:: Extract ::
□ □ □ □ □

City Lifestyle

Want to start a publication?

Learn More
Coronation window by Franz Mayer Studio, Munich, 1950s, stained glass

Featured Article

Exploring Faith

Our Lady of the Lake Roman Catholic Church—Celebrating 175 Years of Light, Legacy, and Faith on Mandeville’s Historic Shore

In 1850, when Mandeville was still a blueprint—a quiet stretch of pine suspended between memory and modernity—weary New Orleanians crossed Lake Pontchartrain aboard the steamboat Camellia, chasing breeze and ease.

The Northshore was still a whisper then: parasols drifted beneath moss-draped oaks, jasmine climbed the bones of Creole cottages, and steamboats stitched long ribbons of white across the wide horizon.

And in the midst of this wild elegance, a 33-year-old Belgian priest named Joseph Outendrick dared to anchor something eternal in the sandy shoreline. Not just a structure, but a sanctuary. Not a quick fix, but a foundation. Our Lady of the Lake Roman Catholic Church was more than a landmark; it was a long game—a sacred stake driven deep into the soul of a town just beginning to rise.

The first chapel—a modest structure raised soon after Father Outendrick’s arrival—was lost to a storm before it could be photographed. The parish name, Our Lady of the Lake, appeared in the registry in 1858 and was formally chartered in 1894. A second church followed. Then, in 1953, the present sanctuary rose—distinctly European, buttressed by Romanesque arches.

A Liturgy of Light

Walk inside and it’s clear: this is not merely a building, but a love letter written in light, stone, and sacrament.

The windows are not merely ornamental; they illuminate the gospel. Forty-nine in total, with ten devoted to the arc of salvation, each one a homily in glass and grace. Designed by Franz Mayer of Munich in the 1950s, they reflect the gravity of the Old World and the creative ambition of the New.

In one, the boy Jesus sits among elders in the temple, scroll in hand, his divinity already unsettling the room. In another, the wedding at Cana blooms in jewel tones, the water just beginning to blush to wine. A pelican feeding her chicks evokes Christ feeding the faithful with His own body and blood in the Eucharist.

□ □ □ □ □

:: What is being asked ::
Decide whether each of these statements agrees with the article on Our Lady of the Lake church, answering yes or no and quoting the words of the article that settle it: (a) The parish was formally chartered in 1894. (b) The church has fifty-two windows in all. (c) The present sanctuary dates from 1953.

:: Dataset extract ::
□ □ □ □ □

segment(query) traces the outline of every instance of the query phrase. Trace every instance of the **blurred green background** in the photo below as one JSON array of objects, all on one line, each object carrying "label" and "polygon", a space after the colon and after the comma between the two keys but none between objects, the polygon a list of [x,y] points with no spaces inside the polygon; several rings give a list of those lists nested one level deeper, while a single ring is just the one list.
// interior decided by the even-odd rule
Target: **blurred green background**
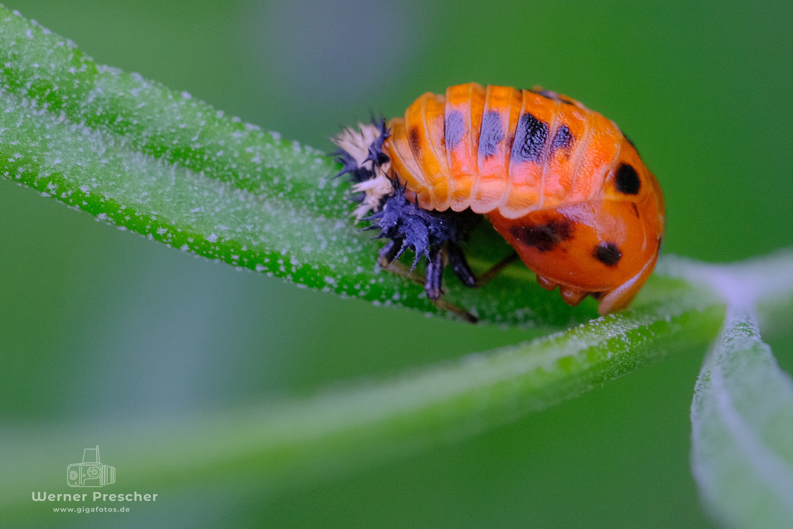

□ □ □ □ □

:: Solution for this exercise ::
(a) Yes: "was formally chartered in 1894"
(b) No: "Forty-nine in total"
(c) Yes: "in 1953, the present sanctuary rose"